GA4 Migration and Session-Level Data Challenges

We are now about six months into the big GA4 migration. At this point we've settled into what we can and can't do. But there is still more discomfort than what we'd hoped for six months into a new product. One of the biggest issues is the lack of session-level information. The system was not built with sessions in mind and some may argue that's fine. But a lot of times, you want to understand how particular campaigns are working at the moment. For instance, how are your Black Friday efforts doing on, you know, Black Friday? This data is really hard to come by in GA4. But fear not — we will be tackling this issue and more in this blog.

What this blog is!

The purpose of this blog is to empower you to set up a real-time channel & campaign dashboard quickly and efficiently. This blog will equip you with 2 SQL queries that can be used to pull yesterday's data and the previous 30/60 minutes of data from GA4, and display it in a Looker Studio report.

What this blog is not!

This blog is not a comprehensive tutorial on GA4, BigQuery, or the combination of the two. This blog is a means to an end to get you up and running with a real-time dashboard. If you want to understand all of the detailed aspects of BigQuery & GA4, I'd advise taking the Simmer course led by Johan van de Werken — it's a deep dive into GA4 & BigQuery. Our approach today is to empower marketers to find a critical report that they may be missing. We'll be taking shortcuts and skipping some basic definitions. You've been warned — now let's go!

The problem with GA4 data

There are a lot of issues with GA4 but there's one that comes up time and time again. One that just causes heartbreak among so many of my clients. One that rips people's souls in half as I see them wince every time I mention it — yesterday and today's data just doesn't work properly in GA4. The data doesn't fully exist in the platform until 48 hours go by.

-- WHAT THE TASK ASKS --
Reproduce word for word the passage of the GA4 migration text above, starting at the words "GA4 Migration and" and stopping after the words "in this blog.".

-- DATA UNDER STUDY --
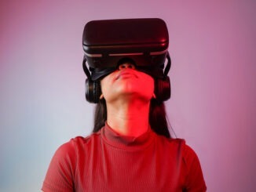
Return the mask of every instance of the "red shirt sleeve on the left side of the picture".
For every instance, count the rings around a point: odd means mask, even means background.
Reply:
[[[49,164],[42,191],[75,191],[75,144],[68,142],[60,146]]]

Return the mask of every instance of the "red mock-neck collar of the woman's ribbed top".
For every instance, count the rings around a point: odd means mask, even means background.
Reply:
[[[152,129],[148,129],[141,136],[123,136],[118,132],[115,132],[107,123],[101,129],[101,136],[104,141],[112,147],[124,149],[124,150],[141,150],[144,147],[148,147],[155,139],[155,133]]]

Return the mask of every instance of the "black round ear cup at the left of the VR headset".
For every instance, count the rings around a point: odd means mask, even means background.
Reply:
[[[90,103],[99,103],[101,96],[101,83],[86,79],[86,100]]]

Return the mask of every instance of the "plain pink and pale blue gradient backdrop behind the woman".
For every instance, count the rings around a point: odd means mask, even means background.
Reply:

-- ANSWER SECTION --
GA4 Migration and Session-Level Data Challenges

We are now about six months into the big GA4 migration. At this point we've settled into what we can and can't do. But there is still more discomfort than what we'd hoped for six months into a new product. One of the biggest issues is the lack of session-level information. The system was not built with sessions in mind and some may argue that's fine. But a lot of times, you want to understand how particular campaigns are working at the moment. For instance, how are your Black Friday efforts doing on, you know, Black Friday? This data is really hard to come by in GA4. But fear not — we will be tackling this issue and more in this blog.